» What the task requires
Copy the lines below verbatim, starting at the line with "spectator in green" and ending at the line with "<point>583,556</point>", both included.

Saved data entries
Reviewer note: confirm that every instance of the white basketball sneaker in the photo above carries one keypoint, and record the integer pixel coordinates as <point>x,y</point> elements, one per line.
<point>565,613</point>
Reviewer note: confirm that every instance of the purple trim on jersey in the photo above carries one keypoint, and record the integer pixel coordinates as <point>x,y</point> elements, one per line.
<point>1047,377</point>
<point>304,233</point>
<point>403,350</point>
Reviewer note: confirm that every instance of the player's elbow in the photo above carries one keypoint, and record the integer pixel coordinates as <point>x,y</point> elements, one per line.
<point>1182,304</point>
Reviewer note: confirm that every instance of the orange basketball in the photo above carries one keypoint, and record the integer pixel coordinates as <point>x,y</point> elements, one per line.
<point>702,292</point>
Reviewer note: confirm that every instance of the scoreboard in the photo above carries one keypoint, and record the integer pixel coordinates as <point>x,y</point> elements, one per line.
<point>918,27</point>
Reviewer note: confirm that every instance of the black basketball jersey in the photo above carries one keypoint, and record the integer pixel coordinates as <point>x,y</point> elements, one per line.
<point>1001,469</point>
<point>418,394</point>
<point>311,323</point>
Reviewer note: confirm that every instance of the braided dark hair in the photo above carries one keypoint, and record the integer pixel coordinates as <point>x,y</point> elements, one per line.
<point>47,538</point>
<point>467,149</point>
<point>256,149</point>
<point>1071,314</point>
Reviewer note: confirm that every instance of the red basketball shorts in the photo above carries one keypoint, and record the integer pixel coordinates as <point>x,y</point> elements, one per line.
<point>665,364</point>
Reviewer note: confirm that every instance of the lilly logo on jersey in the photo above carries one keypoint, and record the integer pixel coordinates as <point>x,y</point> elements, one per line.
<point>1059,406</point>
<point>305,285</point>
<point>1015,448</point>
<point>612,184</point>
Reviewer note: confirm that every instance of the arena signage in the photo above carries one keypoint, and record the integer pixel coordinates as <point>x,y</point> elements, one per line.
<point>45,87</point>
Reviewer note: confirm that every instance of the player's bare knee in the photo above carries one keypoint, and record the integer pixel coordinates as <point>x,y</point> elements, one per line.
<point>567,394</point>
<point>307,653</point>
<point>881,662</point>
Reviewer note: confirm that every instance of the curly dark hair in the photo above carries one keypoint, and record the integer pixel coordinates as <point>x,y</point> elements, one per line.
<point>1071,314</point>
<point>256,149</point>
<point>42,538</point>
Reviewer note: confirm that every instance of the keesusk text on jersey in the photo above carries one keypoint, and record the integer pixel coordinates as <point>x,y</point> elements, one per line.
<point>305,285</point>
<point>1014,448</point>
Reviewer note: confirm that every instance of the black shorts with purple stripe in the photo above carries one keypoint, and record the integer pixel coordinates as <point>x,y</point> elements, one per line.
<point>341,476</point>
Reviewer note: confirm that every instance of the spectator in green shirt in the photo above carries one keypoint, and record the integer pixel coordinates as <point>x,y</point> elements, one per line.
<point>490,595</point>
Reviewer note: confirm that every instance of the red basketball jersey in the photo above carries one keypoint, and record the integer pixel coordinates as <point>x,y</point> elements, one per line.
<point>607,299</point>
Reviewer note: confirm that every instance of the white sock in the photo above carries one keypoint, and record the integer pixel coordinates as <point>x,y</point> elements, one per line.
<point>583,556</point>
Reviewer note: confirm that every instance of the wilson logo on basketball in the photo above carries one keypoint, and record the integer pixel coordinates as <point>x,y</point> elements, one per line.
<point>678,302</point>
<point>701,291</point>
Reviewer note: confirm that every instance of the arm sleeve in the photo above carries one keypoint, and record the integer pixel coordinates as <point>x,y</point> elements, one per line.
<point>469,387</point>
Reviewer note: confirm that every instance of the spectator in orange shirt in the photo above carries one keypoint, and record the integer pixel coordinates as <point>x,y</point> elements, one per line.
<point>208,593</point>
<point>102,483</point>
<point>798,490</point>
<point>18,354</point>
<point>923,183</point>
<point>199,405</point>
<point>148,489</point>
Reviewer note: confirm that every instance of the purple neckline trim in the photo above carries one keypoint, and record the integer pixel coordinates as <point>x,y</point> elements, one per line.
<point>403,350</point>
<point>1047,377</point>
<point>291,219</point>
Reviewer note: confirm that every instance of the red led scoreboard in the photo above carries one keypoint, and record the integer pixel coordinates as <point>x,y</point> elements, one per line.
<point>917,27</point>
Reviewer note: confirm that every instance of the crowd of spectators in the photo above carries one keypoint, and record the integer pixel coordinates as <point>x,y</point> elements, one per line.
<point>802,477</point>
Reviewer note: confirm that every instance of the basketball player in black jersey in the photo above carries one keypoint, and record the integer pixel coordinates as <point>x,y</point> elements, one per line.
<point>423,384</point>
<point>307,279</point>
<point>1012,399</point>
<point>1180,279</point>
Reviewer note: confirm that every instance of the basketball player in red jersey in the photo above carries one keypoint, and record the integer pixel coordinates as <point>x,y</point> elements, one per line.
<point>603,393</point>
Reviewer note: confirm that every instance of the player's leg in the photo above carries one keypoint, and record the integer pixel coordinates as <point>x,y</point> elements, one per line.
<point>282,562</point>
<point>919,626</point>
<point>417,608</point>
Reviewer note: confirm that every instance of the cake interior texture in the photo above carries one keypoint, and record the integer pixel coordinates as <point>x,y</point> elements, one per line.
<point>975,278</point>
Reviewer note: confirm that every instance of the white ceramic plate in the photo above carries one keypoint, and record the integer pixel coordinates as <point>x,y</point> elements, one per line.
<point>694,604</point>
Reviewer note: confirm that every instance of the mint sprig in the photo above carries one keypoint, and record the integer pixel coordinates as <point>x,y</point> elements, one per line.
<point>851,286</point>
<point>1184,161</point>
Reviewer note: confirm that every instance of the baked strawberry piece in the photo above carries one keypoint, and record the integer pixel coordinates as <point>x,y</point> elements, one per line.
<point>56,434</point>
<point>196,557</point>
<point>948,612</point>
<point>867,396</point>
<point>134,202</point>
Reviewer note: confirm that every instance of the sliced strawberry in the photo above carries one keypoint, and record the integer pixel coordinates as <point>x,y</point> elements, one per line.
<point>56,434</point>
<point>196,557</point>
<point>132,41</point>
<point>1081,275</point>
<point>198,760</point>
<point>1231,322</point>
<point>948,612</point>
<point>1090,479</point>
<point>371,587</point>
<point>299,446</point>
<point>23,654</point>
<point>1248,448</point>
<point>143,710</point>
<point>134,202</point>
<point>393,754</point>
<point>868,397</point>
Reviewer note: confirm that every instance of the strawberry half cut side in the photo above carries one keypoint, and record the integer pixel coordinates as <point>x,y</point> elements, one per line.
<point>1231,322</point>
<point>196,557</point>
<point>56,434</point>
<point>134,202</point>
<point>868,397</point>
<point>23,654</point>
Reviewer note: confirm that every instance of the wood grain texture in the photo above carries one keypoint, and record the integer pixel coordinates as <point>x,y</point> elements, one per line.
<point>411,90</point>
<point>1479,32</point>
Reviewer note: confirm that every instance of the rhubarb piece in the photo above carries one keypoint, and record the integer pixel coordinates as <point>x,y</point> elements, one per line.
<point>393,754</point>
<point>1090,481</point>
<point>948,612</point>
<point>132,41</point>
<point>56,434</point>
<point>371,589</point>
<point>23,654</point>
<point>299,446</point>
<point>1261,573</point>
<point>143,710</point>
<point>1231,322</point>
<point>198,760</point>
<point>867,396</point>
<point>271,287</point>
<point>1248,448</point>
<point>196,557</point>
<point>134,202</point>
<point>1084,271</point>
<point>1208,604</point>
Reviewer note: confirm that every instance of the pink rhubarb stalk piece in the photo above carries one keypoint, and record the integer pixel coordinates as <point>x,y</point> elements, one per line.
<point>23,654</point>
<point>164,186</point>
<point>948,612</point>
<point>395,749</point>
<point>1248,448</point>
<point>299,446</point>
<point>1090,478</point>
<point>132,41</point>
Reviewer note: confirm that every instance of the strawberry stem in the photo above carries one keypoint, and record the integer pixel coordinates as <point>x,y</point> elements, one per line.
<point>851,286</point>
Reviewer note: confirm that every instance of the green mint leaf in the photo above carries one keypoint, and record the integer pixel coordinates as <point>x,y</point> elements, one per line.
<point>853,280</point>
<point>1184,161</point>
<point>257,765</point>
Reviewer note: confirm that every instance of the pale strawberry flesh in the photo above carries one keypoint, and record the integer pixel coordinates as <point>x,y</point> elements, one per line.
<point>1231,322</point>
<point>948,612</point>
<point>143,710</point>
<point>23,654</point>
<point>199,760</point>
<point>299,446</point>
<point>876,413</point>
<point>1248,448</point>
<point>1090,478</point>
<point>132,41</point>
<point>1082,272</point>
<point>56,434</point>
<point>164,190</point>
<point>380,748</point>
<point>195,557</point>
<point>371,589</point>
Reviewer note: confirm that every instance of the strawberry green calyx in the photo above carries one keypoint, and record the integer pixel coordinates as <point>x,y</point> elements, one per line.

» Response for this exercise
Reviewer note: confirm that every instance of the spectator in green shirt in the photo above carries one keypoint, and record the integer pixel coordinates as <point>x,y</point> elements, one per line.
<point>490,595</point>
Reviewer note: confirm that every instance of the red basketball jersey in the photo above carries one keypoint, and record the integer pixel coordinates as <point>x,y</point> elements, one per line.
<point>607,299</point>
Reviewer note: confirm that every instance of the white sock in the photo above carries one keypoint, and record the integer pixel coordinates as <point>x,y</point> elements, one per line.
<point>583,556</point>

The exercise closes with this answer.